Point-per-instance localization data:
* * *

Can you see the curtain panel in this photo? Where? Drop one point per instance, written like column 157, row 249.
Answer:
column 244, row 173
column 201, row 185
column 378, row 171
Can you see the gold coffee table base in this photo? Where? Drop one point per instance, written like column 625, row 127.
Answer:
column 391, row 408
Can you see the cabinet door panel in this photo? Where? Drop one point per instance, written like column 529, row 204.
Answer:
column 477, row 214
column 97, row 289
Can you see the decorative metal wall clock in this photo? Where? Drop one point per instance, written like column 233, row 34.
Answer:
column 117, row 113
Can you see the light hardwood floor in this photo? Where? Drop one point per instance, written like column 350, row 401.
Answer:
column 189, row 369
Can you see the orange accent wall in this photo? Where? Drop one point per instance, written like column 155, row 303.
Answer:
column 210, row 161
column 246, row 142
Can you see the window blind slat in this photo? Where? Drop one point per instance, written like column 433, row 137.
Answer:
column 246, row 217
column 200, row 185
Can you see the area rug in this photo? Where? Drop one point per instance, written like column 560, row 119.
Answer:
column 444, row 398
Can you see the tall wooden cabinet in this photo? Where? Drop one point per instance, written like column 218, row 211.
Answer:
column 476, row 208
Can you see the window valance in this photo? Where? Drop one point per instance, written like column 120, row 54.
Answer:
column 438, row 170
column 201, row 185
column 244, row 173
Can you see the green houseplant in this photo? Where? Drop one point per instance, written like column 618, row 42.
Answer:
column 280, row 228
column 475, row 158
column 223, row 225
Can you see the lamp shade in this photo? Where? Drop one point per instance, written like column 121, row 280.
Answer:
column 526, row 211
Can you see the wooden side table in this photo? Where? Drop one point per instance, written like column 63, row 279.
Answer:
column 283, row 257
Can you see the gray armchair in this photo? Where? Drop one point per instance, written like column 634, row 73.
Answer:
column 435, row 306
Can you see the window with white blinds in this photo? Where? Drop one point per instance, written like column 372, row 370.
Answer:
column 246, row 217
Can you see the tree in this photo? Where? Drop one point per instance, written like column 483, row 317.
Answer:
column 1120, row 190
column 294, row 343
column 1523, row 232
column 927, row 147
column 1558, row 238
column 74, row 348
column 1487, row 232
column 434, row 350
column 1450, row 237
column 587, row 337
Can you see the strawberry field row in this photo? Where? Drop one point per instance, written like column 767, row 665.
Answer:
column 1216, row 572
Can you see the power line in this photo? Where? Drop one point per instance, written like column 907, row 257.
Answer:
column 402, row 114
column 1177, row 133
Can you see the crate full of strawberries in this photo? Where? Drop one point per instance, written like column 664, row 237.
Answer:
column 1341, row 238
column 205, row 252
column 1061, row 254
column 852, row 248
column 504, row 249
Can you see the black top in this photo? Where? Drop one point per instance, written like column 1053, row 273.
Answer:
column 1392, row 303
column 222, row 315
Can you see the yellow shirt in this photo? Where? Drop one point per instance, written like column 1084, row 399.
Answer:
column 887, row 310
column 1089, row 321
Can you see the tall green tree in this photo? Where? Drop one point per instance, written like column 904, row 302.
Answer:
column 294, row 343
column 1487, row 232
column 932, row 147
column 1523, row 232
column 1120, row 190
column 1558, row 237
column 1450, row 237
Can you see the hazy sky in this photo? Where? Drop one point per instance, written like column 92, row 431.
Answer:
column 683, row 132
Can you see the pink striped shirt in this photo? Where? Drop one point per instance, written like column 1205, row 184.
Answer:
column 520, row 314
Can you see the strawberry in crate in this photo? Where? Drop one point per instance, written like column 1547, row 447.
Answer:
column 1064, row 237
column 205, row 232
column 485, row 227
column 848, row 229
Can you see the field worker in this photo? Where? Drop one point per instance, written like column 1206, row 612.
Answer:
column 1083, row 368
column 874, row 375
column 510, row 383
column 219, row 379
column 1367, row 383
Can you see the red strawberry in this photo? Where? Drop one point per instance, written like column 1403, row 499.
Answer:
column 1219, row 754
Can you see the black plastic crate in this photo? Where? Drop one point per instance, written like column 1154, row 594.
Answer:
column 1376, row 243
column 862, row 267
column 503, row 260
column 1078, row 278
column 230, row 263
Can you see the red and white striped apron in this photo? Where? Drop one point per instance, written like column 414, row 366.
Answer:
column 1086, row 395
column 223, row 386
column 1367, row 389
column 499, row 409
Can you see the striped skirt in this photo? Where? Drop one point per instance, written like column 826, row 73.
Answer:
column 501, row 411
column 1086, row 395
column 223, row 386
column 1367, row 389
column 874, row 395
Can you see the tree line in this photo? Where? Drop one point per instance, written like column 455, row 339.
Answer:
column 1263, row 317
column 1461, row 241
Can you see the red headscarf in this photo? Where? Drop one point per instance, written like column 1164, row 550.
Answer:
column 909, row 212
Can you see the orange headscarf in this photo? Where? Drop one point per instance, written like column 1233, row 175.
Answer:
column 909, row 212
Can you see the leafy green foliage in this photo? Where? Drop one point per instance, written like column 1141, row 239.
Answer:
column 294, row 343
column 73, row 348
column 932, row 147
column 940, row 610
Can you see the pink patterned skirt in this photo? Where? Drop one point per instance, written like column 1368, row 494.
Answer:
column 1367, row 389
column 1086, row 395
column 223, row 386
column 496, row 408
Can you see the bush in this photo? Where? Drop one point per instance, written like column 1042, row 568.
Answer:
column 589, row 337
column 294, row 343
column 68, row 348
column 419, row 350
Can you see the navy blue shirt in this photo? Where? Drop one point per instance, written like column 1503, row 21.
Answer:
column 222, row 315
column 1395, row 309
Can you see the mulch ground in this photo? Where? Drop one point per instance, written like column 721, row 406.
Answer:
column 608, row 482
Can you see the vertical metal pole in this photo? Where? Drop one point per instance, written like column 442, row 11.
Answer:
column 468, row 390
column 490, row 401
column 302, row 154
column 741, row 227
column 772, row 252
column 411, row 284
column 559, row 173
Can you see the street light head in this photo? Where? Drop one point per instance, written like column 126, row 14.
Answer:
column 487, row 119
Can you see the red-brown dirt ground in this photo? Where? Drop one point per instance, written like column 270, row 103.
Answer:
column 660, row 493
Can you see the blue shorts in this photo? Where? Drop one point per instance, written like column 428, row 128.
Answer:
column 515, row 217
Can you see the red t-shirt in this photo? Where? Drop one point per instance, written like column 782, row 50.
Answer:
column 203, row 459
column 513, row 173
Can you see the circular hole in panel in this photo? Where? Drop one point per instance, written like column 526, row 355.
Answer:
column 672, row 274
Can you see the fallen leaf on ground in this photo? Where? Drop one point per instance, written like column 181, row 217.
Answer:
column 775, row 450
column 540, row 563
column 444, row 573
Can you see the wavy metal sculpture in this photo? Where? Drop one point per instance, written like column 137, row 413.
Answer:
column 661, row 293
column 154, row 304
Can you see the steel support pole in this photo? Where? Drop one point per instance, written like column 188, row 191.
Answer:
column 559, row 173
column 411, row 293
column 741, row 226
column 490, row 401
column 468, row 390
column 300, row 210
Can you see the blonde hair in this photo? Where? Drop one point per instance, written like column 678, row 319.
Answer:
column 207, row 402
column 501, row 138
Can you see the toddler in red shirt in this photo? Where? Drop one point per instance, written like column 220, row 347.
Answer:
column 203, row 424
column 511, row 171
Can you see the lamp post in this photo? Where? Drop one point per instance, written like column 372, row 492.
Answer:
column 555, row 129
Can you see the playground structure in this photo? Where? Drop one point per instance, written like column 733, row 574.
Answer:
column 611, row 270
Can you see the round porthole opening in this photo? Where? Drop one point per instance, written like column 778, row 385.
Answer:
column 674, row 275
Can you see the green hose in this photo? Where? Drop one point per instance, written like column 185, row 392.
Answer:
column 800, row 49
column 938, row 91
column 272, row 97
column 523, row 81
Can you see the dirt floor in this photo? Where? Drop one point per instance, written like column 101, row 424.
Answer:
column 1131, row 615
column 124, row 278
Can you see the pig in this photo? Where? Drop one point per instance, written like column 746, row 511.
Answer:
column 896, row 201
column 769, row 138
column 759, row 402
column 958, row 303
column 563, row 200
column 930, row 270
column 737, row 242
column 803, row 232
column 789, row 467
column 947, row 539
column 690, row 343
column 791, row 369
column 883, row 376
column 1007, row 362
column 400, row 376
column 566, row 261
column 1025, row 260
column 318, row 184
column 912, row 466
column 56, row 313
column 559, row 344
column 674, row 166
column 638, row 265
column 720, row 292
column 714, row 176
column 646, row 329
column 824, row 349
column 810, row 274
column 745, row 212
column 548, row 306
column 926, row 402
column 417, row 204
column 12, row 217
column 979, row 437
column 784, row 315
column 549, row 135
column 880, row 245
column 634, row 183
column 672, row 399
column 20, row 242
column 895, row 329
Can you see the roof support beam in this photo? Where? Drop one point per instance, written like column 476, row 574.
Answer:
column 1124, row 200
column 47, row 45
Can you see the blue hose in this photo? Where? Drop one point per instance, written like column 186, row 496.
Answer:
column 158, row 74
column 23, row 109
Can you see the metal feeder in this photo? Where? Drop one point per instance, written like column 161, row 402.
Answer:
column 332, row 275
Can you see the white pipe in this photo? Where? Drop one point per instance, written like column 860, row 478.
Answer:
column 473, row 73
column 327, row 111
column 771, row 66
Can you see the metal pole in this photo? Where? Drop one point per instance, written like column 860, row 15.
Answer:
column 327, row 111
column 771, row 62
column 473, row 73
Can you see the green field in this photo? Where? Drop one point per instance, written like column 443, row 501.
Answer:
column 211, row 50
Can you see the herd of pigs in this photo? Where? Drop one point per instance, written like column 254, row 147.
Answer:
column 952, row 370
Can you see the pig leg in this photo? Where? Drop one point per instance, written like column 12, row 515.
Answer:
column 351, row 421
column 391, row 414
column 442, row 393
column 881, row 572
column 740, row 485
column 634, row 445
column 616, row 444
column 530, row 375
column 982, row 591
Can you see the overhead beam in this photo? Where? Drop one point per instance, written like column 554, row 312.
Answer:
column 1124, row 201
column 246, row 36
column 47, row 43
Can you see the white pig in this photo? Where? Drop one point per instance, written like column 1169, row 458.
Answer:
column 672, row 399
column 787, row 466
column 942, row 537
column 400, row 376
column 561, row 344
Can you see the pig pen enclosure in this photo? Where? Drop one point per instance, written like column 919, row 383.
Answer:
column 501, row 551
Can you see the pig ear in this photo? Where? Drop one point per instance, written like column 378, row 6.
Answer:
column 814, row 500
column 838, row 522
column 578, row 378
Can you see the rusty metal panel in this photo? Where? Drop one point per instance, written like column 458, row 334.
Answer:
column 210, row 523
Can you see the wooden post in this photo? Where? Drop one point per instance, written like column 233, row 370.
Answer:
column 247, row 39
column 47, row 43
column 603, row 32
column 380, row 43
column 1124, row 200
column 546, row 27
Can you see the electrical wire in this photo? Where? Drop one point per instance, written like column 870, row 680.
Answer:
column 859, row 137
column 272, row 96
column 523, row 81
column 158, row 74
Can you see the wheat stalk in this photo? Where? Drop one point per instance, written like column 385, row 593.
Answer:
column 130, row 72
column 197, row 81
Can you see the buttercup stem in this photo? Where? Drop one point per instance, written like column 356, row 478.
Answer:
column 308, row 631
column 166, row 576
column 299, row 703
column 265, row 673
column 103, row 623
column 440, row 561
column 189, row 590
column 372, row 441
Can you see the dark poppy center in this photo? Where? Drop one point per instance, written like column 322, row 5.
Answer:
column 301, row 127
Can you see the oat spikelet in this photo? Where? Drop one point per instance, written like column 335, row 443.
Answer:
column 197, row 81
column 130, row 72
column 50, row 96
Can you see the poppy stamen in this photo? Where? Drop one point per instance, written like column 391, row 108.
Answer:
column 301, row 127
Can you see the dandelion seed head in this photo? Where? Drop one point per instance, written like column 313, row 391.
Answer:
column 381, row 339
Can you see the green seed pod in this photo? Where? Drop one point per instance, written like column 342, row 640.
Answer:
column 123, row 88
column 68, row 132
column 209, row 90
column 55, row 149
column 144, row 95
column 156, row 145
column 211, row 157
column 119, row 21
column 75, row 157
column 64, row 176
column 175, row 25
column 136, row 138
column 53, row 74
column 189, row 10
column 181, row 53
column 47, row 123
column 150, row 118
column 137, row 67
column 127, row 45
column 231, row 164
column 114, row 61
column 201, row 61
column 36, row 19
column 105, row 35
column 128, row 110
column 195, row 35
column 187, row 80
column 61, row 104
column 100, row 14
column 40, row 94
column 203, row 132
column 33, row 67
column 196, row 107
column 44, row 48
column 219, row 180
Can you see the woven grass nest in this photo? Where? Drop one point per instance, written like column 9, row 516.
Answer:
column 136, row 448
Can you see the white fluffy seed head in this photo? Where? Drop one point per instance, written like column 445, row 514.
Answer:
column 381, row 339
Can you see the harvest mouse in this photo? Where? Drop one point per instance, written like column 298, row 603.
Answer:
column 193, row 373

* * *

* **What is required**:
What is the number of lines in the data that contain "pole"? Write that number and nothing else.

* **Task output**:
3